◆ **Task 1**
Answer these questions about the forum thread on horses:
(a) What does Charlie have taken off again when she is brought out of the pasture?
(b) How far from his herd is the horse when he is up at the house?
(c) According to the same post, why did the poster stop the horse from following the daughter into the house?

◆ **Reading passage**
####
Yes it does, but lets get away from the Black stallion mythology, where that stallion leaves his herd of mares to be with that boy.
A horse, coming up to you out of the herd, come on, horses do that all the time, so try not to get over bent on it, as they do so for many reasons, often, because that day, they even know you have no intention to work them, might have a treat, or simply being friendly
Does not mean they sit at the gate and whinney endlessly, as you leave, nor that they would follow you , regardless of where you went, including out into a storm, like my dog, who is petrified of thunder
Charlie nickers to me each time I get her out of the pasture, when I come up to her. Yes, she might be greeting me, or happy to have her grazing muzzle off again, and to go back into the corral with Smilie. She knows my footsteps, when stalled at a show, and while she has been quiet as other people enter the barn, pass her stall, she nickers the minute she hears my foot steps. I like to believe it is because she loves me, but realize it could be just as well as I am that familiar'herd' member she gets confidence from, esp in strange surroundings, or knows that I am the one that will hang that hay net, fill the water bucket, give her that beet pulp, and take her home again
Hollywood has done a great deal in the creation of that Black stallion myth, where a wild un tamed stallion works only for a boy or girl (take your pick), gladly leave equine herd members, not for a short greeting, a pat a scratch, but chose captivity, ignor hormones, just for the love of that boy or girl.
Hey, for all those using regulmate, calming agents, heck, even a bridle or halter, throw them all away, and that horse will follow you through fire, 
Why worry about hobble training? Hondo is just going to stick around, like a faithful dog!Gasp, what is hobble restraint even. It sure is not R+


----------



## Smilie

Reiningcatsanddogs said:


> I would have to disagree.
> 
> This horse prefers humans over his herd.
> 
> 
> 
> 
> 
> 
> 
> 
> 
> 
> Given a chance to leave them and follow a human, he drops them like a hot potato. "later dudes! I'm outta here!"
> 
> Up at the house he is a half mile away from his herd. He knows perfectly well how to get back to them and is free to do so if he chooses. There are two mares right next door and he is free to go over there as well, but he doesn't.
> 
> I snapped that picture after my daughter had walked into the house and the horse tried to follow her inside. I had to stop him (shiny wood floors and unshod hooves are not a good combo). When she appeared in the window he headed right over to her and just stood there. He could have gone back to the pasture whenever he wanted, instead he hung around with us.
> 
> I have other horses if you take them up to the house and let them loose, they will head right back down the second you sit down some place...given the free choice.
####
◆ **Provided information**
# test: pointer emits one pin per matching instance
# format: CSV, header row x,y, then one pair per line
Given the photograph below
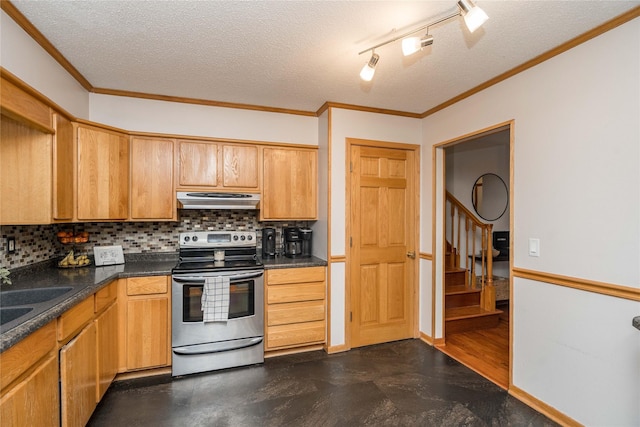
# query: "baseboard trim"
x,y
142,374
284,352
337,349
542,407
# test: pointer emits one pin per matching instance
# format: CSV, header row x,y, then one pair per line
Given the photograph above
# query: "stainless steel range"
x,y
217,302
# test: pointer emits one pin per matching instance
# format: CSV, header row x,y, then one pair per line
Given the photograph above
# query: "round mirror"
x,y
490,197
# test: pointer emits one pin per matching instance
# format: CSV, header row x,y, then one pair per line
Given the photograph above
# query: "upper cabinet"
x,y
152,194
103,174
213,166
25,175
290,184
63,169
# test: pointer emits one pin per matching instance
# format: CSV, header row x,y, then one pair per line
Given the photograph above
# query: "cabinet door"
x,y
107,348
198,164
103,175
78,367
25,175
147,335
240,166
152,191
34,401
289,184
63,169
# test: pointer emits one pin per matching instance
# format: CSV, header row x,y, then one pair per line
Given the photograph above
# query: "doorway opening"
x,y
472,272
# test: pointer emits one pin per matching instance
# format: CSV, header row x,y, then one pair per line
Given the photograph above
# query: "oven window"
x,y
241,301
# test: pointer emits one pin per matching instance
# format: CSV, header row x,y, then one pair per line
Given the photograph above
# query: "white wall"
x,y
146,115
355,124
24,58
577,189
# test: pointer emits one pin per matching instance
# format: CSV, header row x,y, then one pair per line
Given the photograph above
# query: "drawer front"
x,y
295,312
295,293
106,296
296,334
147,285
295,275
74,319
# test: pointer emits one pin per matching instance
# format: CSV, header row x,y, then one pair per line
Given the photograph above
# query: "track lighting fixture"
x,y
474,17
369,68
411,45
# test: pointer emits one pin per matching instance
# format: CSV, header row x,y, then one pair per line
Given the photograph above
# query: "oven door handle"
x,y
200,279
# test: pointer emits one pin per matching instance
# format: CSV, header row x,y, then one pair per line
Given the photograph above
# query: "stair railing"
x,y
464,240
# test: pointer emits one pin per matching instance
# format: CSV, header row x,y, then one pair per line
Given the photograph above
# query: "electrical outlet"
x,y
11,244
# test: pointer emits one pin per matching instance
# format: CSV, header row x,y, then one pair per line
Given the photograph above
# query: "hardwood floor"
x,y
486,351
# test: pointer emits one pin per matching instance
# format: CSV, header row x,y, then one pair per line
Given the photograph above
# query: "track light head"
x,y
474,17
369,68
411,45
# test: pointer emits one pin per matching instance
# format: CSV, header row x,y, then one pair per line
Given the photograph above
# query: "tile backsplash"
x,y
36,243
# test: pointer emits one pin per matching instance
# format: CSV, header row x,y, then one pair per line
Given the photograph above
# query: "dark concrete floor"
x,y
405,383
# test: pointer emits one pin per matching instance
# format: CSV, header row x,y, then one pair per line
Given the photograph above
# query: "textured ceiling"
x,y
300,54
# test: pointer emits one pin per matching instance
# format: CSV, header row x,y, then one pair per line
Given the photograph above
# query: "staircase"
x,y
469,299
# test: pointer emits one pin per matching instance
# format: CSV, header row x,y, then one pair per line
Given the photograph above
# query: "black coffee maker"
x,y
268,242
297,242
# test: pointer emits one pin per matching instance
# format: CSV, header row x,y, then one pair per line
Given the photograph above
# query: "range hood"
x,y
212,200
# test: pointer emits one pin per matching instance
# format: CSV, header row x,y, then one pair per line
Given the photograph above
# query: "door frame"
x,y
349,142
439,229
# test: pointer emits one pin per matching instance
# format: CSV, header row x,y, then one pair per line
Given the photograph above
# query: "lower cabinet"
x,y
29,380
107,345
78,377
88,336
295,308
145,334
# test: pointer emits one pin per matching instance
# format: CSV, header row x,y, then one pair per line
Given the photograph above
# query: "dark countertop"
x,y
85,281
284,262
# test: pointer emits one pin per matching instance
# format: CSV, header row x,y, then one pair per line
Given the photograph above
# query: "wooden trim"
x,y
383,144
329,104
11,78
607,26
601,288
37,36
426,339
220,140
434,164
145,373
337,349
542,407
286,351
197,101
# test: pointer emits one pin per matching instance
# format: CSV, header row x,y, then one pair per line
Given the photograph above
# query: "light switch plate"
x,y
534,247
108,255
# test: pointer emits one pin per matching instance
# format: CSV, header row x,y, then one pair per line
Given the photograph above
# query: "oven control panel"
x,y
217,239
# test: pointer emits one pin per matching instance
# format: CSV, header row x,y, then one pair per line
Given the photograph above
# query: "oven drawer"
x,y
147,285
308,311
296,292
295,334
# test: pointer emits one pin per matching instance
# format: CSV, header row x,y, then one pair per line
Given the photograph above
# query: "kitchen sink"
x,y
7,314
30,296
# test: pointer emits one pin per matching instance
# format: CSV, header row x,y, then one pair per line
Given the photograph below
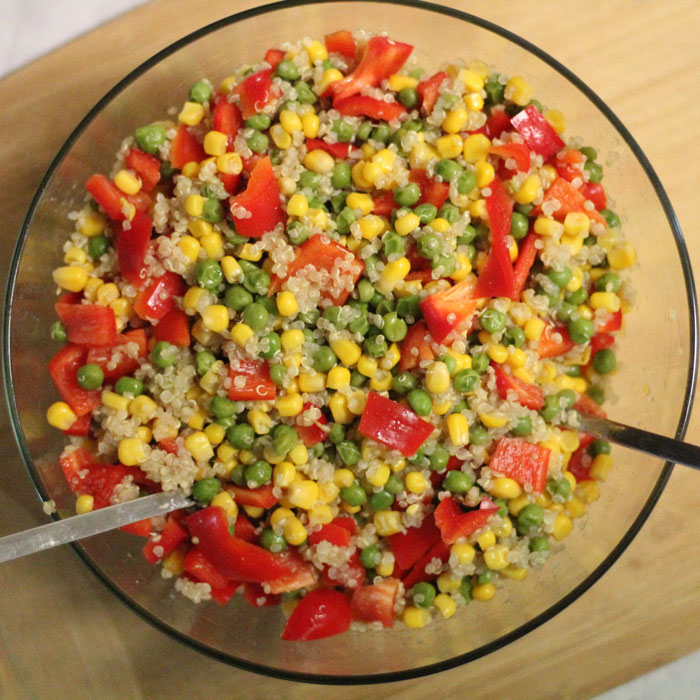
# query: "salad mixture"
x,y
354,310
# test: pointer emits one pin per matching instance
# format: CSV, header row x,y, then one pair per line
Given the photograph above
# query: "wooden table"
x,y
62,635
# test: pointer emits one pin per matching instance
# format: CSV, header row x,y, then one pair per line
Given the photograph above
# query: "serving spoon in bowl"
x,y
79,526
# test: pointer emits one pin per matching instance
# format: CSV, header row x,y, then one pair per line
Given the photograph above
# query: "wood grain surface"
x,y
63,635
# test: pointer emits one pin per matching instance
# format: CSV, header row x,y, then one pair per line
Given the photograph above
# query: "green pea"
x,y
205,489
98,246
241,436
129,385
151,137
287,70
408,195
90,376
457,482
209,274
466,380
581,330
419,401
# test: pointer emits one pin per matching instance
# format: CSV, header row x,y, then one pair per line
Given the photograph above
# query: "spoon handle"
x,y
642,440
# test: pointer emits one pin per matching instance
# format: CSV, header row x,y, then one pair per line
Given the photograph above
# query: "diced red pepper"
x,y
528,395
428,91
63,368
260,201
157,300
381,59
415,339
325,254
341,42
393,425
256,92
455,524
366,106
91,325
321,613
450,309
523,461
146,166
518,152
174,328
185,148
132,245
257,385
234,558
496,277
375,603
537,132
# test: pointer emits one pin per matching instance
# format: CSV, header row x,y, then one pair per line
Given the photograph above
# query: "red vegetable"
x,y
260,202
450,309
321,613
157,300
381,59
522,461
393,425
529,395
537,132
63,368
91,325
365,106
375,603
257,385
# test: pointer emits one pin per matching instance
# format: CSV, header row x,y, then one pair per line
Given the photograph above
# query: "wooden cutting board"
x,y
62,634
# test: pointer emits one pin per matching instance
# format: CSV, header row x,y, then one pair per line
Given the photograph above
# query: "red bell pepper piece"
x,y
91,325
125,364
146,166
519,152
528,395
174,328
450,309
257,385
554,341
166,541
537,132
408,547
341,42
228,120
522,461
455,524
496,277
366,106
256,92
185,148
132,245
234,558
258,209
375,603
381,59
158,299
63,368
428,91
324,254
320,613
415,339
393,425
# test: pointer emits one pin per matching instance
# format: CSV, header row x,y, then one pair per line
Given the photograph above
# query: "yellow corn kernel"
x,y
449,146
463,552
387,522
191,114
310,123
319,161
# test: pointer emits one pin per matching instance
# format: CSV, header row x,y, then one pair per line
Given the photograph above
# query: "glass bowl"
x,y
663,325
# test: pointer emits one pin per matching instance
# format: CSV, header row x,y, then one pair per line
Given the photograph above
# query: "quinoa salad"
x,y
354,310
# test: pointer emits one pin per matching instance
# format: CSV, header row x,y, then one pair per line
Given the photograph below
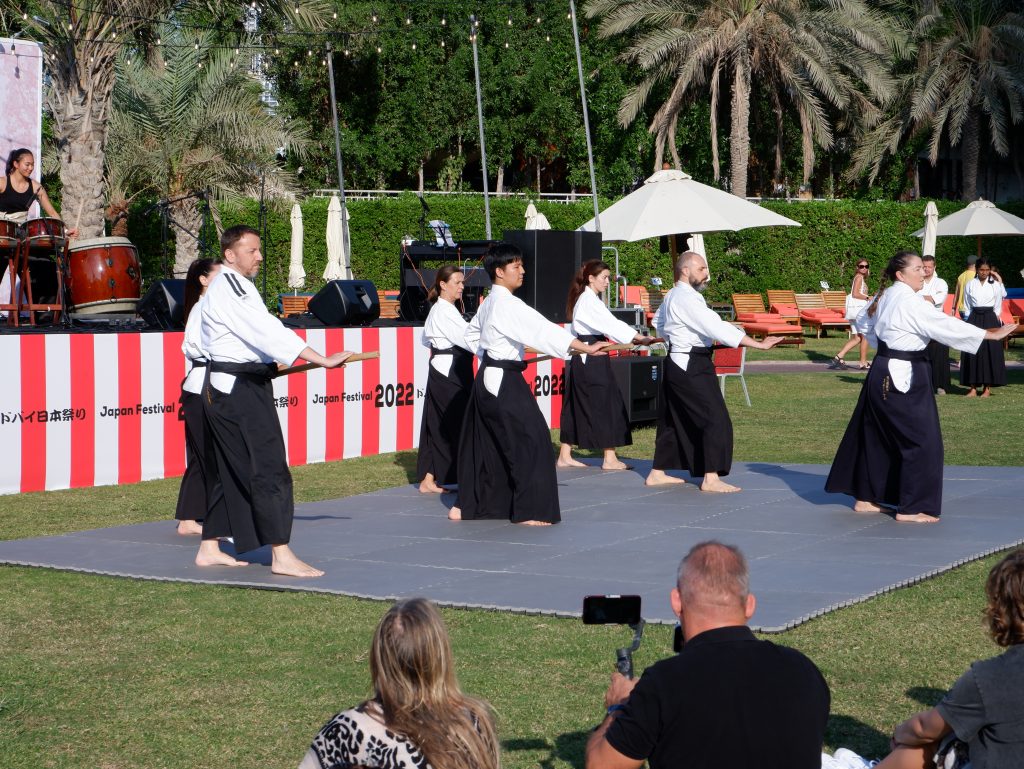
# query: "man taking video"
x,y
727,699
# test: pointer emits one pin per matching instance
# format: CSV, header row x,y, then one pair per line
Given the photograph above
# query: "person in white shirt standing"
x,y
192,495
594,413
892,451
983,297
247,467
505,467
935,292
694,431
449,382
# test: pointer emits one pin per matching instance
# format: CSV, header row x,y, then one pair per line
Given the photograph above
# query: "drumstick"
x,y
354,357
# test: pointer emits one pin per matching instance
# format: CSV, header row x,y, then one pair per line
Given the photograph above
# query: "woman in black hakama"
x,y
192,495
892,451
594,415
449,383
983,299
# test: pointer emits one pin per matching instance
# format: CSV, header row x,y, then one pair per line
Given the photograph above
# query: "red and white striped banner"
x,y
90,410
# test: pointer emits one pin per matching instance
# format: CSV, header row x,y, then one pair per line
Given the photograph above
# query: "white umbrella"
x,y
536,220
980,217
296,274
931,226
672,202
338,267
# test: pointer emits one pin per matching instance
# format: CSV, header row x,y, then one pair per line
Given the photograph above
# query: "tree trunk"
x,y
739,136
969,157
186,220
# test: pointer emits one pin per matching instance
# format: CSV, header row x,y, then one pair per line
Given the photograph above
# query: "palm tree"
x,y
807,53
969,73
192,123
82,41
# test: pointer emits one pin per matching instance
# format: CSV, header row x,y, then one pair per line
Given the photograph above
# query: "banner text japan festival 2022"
x,y
85,410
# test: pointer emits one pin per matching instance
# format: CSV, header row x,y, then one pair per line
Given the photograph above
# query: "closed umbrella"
x,y
296,274
931,227
338,266
672,202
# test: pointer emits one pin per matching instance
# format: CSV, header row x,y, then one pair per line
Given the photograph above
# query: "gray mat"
x,y
809,553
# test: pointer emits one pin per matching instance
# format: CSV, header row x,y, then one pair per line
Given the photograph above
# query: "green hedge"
x,y
834,235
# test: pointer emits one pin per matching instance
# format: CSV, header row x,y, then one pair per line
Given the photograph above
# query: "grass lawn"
x,y
107,673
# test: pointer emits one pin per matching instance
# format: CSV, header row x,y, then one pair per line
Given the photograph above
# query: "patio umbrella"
x,y
338,266
672,202
931,225
536,220
296,274
980,217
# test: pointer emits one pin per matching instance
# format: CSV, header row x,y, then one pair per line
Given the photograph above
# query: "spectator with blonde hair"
x,y
418,716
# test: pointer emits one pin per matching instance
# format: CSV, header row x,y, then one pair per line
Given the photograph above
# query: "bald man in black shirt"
x,y
727,699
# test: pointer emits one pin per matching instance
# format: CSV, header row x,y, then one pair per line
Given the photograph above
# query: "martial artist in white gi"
x,y
505,464
253,502
694,431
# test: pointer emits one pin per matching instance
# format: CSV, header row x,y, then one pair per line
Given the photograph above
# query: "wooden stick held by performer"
x,y
694,431
248,480
594,414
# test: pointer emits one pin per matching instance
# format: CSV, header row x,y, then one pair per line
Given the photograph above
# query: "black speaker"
x,y
551,258
164,305
639,379
346,303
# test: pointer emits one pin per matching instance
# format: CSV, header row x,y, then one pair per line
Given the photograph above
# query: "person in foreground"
x,y
981,718
249,486
449,382
505,468
892,451
693,429
192,494
727,700
418,717
594,413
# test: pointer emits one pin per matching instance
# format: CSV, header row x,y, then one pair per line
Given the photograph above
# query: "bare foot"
x,y
718,486
616,465
662,478
285,562
210,554
570,462
189,527
865,507
916,518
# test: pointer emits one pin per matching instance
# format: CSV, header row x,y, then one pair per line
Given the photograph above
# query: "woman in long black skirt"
x,y
594,413
449,382
983,298
892,451
192,496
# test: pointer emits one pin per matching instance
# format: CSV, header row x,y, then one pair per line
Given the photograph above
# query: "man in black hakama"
x,y
249,484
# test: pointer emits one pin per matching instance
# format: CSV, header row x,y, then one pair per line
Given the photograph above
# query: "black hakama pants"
x,y
192,494
506,466
443,412
694,431
892,451
987,366
593,410
938,358
248,480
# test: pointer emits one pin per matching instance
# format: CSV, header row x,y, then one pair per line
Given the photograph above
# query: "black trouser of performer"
x,y
987,367
443,412
246,454
694,431
892,451
506,466
192,494
593,414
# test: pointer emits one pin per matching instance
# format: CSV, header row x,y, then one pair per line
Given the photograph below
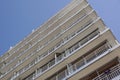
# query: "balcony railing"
x,y
87,59
80,64
88,38
61,57
110,74
81,18
41,32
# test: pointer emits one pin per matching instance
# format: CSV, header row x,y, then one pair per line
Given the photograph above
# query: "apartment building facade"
x,y
75,44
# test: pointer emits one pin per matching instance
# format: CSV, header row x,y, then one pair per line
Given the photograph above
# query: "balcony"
x,y
39,48
82,62
69,50
110,74
30,40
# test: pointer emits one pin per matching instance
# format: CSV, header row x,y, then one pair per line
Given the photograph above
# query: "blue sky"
x,y
19,17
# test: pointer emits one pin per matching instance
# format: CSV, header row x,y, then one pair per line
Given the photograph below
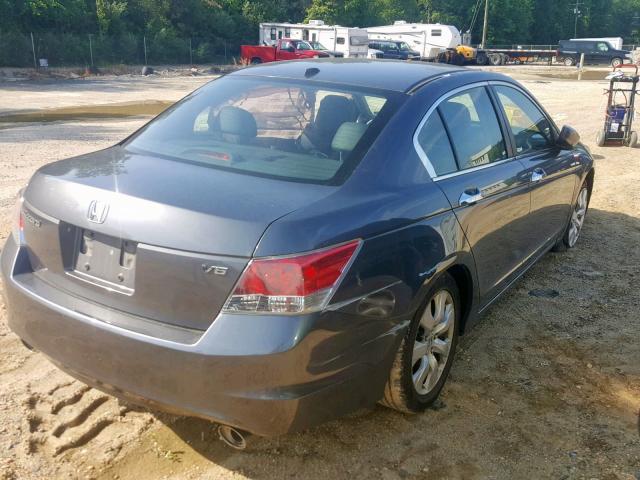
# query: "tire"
x,y
495,59
576,221
433,336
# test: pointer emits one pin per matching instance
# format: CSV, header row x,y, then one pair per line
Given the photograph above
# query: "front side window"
x,y
302,45
474,129
358,41
434,141
530,127
291,130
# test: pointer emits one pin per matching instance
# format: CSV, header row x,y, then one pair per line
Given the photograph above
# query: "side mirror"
x,y
568,137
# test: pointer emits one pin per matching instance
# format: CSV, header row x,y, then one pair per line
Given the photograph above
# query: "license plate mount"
x,y
105,261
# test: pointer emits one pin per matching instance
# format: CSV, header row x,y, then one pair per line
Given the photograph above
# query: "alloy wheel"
x,y
577,217
433,342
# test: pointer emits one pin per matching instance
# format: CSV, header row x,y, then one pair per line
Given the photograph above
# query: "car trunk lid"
x,y
150,237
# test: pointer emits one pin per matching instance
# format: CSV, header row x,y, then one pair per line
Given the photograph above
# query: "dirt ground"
x,y
543,387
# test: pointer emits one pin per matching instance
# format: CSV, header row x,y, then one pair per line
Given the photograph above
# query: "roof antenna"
x,y
310,72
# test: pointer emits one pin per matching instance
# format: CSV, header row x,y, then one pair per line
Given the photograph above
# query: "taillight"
x,y
293,284
17,228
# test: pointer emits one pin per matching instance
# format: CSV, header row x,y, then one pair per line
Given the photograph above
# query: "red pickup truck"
x,y
285,49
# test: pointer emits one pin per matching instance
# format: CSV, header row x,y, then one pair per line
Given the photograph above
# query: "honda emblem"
x,y
98,211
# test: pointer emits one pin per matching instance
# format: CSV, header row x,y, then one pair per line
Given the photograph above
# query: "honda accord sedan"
x,y
293,241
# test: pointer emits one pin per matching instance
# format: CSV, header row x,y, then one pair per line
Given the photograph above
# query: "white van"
x,y
426,38
348,42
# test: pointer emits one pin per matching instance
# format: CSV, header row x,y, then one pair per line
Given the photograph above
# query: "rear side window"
x,y
434,141
473,126
530,127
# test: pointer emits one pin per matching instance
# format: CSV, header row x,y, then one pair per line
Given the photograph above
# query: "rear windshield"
x,y
295,131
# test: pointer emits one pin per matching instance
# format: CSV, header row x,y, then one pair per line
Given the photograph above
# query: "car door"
x,y
603,53
462,143
552,172
287,51
391,51
591,54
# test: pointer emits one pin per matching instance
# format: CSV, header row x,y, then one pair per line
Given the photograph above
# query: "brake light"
x,y
293,284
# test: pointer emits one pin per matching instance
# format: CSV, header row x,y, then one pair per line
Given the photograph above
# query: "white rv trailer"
x,y
351,42
427,38
616,42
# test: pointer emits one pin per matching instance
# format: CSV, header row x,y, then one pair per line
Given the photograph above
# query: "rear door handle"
x,y
469,197
537,175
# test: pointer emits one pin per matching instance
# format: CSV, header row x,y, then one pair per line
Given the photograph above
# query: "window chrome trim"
x,y
422,154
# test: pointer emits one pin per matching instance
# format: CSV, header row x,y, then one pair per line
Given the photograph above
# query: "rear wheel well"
x,y
462,277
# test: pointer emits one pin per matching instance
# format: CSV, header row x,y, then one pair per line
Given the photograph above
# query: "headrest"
x,y
334,108
237,121
347,136
455,113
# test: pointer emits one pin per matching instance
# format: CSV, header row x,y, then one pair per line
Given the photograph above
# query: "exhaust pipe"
x,y
232,437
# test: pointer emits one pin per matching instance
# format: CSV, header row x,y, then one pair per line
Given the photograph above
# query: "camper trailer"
x,y
427,39
345,41
616,42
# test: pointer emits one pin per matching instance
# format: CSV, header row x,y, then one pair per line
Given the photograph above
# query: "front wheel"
x,y
426,353
578,214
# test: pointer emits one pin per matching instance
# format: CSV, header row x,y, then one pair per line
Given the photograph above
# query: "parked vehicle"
x,y
285,49
321,48
596,53
395,50
350,41
427,39
615,42
375,54
293,241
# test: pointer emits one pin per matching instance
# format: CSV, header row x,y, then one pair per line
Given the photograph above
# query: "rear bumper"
x,y
266,375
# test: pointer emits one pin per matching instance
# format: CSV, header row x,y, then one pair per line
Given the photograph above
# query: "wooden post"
x,y
144,41
485,25
33,49
91,49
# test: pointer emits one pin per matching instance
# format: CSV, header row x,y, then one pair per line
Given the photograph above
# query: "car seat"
x,y
233,125
334,110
####
◆ **Task 2**
How many lines of the records contain the string "bowl"? Give only the number.

◆ **Expected answer 1**
(a) Her grazing muzzle.
(b) A half mile.
(c) Shiny wood floors and unshod hooves are not a good combo.

◆ **Expected answer 2**
2